Problem requirements:
Reproduce verbatim the lines of the data below, from the line containing "the blue necktie" up to and including the final line of the data.

▬▬▬

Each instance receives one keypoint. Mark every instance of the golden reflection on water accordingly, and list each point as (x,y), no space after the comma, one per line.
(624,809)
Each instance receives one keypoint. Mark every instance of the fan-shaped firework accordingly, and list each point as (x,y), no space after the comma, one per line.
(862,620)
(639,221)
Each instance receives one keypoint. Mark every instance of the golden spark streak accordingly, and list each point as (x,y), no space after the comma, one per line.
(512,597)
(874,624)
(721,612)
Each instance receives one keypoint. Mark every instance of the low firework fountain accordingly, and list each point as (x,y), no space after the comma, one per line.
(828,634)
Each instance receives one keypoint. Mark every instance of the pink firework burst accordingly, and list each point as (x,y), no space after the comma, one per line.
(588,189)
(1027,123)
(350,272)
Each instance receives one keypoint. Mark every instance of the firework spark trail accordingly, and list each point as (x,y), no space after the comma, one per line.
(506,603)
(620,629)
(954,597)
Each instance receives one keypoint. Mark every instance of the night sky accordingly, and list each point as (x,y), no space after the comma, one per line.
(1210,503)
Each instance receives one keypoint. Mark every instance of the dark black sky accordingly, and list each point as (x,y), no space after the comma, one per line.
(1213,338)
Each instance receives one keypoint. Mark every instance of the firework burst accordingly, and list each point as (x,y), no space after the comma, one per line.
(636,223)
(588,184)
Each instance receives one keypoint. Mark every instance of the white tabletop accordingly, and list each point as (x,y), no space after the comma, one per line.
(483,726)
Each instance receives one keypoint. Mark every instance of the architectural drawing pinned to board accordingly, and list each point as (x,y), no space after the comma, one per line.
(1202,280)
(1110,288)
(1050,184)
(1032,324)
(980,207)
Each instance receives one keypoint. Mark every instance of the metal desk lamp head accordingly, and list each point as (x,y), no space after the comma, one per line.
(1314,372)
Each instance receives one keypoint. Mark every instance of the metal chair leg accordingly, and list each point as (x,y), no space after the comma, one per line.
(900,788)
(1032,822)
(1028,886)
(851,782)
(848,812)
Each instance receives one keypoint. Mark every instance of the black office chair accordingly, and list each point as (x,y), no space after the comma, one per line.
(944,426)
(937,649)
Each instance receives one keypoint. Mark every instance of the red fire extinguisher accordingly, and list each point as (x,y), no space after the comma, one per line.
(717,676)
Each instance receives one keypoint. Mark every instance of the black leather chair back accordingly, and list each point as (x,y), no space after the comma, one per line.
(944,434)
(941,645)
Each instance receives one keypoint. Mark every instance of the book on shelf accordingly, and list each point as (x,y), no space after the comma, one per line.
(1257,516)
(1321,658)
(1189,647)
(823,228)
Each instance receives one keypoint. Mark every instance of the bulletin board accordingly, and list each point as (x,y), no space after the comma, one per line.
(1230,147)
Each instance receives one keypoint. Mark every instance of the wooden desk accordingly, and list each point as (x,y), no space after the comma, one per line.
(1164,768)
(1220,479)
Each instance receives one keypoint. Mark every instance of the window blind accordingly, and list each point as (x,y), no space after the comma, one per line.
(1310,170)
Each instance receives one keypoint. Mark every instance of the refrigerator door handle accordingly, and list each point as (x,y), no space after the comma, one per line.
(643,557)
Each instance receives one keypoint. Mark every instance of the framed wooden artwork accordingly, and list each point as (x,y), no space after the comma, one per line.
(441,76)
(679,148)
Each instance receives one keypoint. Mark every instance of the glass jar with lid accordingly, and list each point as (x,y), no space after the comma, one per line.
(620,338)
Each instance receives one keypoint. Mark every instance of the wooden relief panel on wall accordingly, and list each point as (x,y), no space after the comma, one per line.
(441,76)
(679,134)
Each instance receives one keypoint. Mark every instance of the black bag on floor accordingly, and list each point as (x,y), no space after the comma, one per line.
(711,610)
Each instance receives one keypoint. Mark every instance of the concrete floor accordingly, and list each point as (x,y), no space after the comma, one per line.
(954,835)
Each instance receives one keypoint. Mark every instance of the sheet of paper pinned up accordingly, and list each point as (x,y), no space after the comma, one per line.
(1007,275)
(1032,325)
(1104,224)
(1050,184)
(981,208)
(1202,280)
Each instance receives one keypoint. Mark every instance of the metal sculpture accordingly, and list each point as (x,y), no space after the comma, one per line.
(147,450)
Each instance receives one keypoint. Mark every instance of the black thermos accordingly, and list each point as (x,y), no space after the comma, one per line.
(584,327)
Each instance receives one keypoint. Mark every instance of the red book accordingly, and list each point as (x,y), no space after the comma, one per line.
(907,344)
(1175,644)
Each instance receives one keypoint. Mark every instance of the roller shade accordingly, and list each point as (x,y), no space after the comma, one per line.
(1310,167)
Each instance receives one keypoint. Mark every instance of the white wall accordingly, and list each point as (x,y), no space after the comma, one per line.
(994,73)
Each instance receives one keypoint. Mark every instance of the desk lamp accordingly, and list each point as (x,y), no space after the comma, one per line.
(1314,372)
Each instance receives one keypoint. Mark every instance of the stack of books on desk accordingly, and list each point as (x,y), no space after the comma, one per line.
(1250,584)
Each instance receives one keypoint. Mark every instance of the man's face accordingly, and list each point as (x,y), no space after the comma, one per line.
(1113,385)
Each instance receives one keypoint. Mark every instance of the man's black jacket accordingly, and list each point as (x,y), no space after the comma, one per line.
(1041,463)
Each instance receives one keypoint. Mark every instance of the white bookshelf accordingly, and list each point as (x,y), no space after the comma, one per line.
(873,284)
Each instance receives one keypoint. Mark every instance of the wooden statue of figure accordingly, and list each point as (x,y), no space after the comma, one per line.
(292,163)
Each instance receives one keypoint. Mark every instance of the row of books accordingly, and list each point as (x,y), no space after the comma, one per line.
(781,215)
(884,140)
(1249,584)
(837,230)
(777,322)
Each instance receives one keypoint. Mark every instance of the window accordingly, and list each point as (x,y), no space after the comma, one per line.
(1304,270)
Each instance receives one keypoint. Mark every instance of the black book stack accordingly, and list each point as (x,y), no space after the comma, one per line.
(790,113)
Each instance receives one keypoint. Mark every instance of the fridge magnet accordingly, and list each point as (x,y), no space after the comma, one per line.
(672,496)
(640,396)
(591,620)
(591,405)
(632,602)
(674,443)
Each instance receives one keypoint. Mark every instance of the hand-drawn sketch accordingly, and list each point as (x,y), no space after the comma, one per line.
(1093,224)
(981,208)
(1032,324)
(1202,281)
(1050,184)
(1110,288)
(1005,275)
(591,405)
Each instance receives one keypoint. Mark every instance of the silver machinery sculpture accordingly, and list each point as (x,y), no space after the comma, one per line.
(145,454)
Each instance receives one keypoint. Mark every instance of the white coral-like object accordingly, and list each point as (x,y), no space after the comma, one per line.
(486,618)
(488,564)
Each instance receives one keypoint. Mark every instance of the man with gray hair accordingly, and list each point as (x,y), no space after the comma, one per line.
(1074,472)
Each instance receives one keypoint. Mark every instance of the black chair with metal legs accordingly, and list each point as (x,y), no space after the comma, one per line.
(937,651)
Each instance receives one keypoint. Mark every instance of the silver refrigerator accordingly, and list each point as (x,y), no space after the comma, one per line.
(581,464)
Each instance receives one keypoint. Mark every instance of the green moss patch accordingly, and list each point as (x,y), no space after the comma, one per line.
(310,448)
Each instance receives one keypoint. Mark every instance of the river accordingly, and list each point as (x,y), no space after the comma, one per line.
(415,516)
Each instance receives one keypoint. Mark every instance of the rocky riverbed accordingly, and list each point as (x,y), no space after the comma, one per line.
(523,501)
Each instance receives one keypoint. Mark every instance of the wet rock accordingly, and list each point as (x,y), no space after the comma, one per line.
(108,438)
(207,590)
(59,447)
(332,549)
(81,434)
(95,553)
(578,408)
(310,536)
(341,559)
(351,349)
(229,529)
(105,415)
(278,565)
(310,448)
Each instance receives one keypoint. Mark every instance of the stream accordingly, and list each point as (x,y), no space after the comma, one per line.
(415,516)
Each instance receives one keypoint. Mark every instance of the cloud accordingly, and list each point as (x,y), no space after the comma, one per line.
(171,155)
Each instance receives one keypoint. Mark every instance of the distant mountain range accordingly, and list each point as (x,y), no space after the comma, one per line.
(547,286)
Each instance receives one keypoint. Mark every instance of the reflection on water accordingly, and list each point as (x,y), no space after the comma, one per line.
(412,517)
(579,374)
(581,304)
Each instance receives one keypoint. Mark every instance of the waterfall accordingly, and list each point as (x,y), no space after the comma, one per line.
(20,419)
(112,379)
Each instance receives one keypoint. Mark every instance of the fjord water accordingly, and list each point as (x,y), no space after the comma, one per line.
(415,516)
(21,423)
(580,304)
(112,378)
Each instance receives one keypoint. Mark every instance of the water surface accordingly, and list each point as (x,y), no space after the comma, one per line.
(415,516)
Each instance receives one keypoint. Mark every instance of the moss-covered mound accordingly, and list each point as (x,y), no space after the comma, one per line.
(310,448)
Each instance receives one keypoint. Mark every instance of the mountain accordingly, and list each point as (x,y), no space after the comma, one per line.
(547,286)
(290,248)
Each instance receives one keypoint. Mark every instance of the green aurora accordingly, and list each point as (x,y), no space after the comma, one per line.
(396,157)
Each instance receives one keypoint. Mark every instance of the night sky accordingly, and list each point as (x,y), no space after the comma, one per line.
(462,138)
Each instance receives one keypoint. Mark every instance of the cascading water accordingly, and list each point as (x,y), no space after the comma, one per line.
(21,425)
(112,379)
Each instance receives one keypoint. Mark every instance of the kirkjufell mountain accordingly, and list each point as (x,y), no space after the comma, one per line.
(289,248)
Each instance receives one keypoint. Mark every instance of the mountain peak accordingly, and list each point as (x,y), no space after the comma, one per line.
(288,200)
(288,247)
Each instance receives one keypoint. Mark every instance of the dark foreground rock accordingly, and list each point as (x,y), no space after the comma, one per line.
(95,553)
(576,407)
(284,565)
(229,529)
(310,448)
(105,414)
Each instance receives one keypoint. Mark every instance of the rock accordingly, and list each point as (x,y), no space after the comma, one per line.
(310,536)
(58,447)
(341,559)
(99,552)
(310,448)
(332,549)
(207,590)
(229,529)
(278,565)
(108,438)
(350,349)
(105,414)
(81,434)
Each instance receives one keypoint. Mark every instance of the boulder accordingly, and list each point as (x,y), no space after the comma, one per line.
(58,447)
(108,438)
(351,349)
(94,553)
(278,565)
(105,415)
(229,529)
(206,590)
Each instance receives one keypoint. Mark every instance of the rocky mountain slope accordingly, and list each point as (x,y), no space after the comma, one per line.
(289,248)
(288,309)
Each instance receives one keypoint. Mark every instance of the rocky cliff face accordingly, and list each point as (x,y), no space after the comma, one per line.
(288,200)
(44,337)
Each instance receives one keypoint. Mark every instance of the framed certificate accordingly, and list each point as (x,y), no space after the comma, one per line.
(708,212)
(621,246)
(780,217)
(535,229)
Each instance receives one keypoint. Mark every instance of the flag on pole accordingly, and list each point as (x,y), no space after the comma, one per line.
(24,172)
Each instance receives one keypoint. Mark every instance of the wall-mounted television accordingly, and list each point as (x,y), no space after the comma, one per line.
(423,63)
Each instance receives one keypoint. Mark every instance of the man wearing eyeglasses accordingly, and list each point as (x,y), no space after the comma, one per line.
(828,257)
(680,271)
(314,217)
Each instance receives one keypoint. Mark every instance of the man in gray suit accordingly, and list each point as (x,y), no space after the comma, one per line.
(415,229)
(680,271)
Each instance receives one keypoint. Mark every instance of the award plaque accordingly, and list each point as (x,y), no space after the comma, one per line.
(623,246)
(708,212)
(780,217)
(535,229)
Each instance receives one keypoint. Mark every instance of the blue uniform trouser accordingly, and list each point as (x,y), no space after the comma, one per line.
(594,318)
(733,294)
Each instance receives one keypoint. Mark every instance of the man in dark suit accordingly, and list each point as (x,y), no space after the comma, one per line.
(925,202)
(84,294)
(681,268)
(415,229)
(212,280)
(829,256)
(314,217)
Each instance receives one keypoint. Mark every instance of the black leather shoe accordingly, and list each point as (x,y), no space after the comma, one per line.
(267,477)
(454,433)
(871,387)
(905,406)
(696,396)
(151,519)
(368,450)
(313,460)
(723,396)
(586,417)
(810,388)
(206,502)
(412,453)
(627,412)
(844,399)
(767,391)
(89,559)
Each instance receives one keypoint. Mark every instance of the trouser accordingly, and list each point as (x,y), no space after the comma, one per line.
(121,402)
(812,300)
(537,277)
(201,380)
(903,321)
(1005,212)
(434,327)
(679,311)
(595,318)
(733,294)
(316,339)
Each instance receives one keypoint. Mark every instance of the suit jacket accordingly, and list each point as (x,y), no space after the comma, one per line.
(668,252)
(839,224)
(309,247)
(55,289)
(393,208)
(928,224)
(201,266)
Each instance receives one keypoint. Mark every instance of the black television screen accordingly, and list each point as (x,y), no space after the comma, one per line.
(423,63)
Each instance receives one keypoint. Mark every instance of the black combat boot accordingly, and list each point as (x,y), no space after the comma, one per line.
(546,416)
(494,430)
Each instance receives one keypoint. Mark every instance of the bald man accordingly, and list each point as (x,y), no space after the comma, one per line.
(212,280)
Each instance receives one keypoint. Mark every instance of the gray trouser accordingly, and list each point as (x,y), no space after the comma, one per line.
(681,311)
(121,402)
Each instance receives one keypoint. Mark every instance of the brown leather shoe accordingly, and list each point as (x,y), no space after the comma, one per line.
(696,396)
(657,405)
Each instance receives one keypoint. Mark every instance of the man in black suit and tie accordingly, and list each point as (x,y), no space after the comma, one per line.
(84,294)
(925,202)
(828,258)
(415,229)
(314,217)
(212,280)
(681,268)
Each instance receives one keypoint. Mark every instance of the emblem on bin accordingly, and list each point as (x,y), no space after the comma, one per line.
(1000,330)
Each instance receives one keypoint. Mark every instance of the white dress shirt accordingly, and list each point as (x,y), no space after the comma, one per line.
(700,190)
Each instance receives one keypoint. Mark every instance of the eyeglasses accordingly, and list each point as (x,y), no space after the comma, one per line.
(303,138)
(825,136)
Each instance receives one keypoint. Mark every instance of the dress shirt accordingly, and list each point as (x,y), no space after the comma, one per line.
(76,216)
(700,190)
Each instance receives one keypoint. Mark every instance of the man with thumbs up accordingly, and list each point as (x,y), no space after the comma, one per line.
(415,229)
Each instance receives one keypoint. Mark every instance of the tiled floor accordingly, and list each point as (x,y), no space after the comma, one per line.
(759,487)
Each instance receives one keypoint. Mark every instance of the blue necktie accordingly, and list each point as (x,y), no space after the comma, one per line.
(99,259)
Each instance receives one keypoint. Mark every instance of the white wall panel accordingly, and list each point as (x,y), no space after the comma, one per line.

▬▬▬

Solution for this problem:
Each instance receives one keypoint. Mark every instance of the blue necktie accordingly, and list each point as (x,y), no space after the comma, one per line.
(99,259)
Each instance receives one keypoint. Mark every instance of the white wall panel accordingly, and list each point as (x,y), no space after the comma, one per line.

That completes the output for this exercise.